◆ WRITTEN EXERCISE
Reproduce the Blue Prism review below word for word, in full.

◆ SOURCE EXCERPT
29-07-25 09:36 AM
I have been using Blue Prism since 2017 and have been involved in building an ecosystem of approximately 300 automated processes. Unfortunately, I must state that if we weren't already so deeply invested in the platform, I would recommend my organization to switch to another product.
The Blue Prism Enterprise application has not evolved significantly in the past eight years. The user interface is outdated, the developer experience is heavy, and performance is poor in large-scale environments. For example
The platform does not scale: managing 300 processes causes continuous performance issues.
The user interface has remained virtually unchanged since 2017.
Chrome and Edge browser automation: the transition from Internet Explorer to Chrome/Edge was extremely problematic due to weak support for these browsers. Even today, this area has not improved significantly.
In Windows 11 environments, Entra ID authentication for robot users is not supported. This shortcoming may ultimately be what forces us away from the Blue Prism IT's requirement.
Testing tools are nearly nonexistent, making regression testing and validation unnecessarily manual.
Despite being a core part of the platform, development, debugging, testing, Application Modeller, and version control functionalities have seen little to no meaningful improvement in the past eight years.

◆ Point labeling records
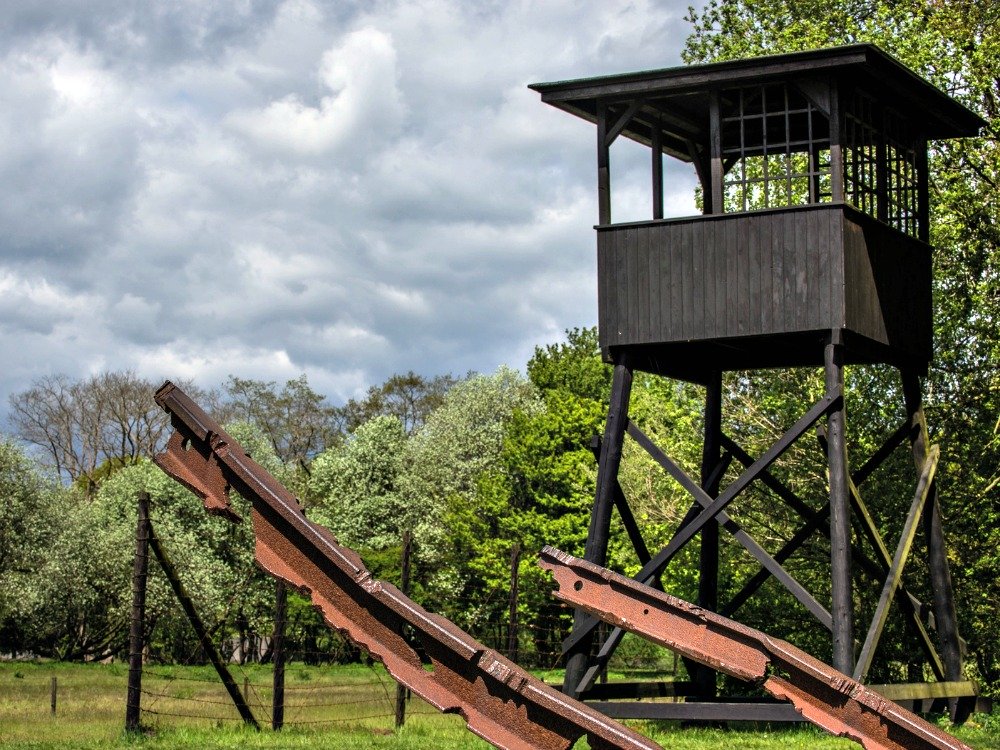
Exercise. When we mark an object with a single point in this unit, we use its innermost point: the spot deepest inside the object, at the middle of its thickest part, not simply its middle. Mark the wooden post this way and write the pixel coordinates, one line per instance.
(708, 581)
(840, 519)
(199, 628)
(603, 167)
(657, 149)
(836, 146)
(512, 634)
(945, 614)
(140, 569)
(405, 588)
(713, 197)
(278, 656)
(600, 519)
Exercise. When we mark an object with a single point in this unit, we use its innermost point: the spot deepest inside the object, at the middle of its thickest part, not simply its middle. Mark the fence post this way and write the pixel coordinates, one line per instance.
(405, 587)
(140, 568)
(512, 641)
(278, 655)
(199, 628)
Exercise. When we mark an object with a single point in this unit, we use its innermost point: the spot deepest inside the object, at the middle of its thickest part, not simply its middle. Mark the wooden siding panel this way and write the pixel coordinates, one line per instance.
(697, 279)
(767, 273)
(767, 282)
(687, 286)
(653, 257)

◆ SOLUTION TO THE PROBLEM
29-07-25 09:36 AM
I have been using Blue Prism since 2017 and have been involved in building an ecosystem of approximately 300 automated processes. Unfortunately, I must state that if we weren't already so deeply invested in the platform, I would recommend my organization to switch to another product.
The Blue Prism Enterprise application has not evolved significantly in the past eight years. The user interface is outdated, the developer experience is heavy, and performance is poor in large-scale environments. For example
The platform does not scale: managing 300 processes causes continuous performance issues.
The user interface has remained virtually unchanged since 2017.
Chrome and Edge browser automation: the transition from Internet Explorer to Chrome/Edge was extremely problematic due to weak support for these browsers. Even today, this area has not improved significantly.
In Windows 11 environments, Entra ID authentication for robot users is not supported. This shortcoming may ultimately be what forces us away from the Blue Prism IT's requirement.
Testing tools are nearly nonexistent, making regression testing and validation unnecessarily manual.
Despite being a core part of the platform, development, debugging, testing, Application Modeller, and version control functionalities have seen little to no meaningful improvement in the past eight years.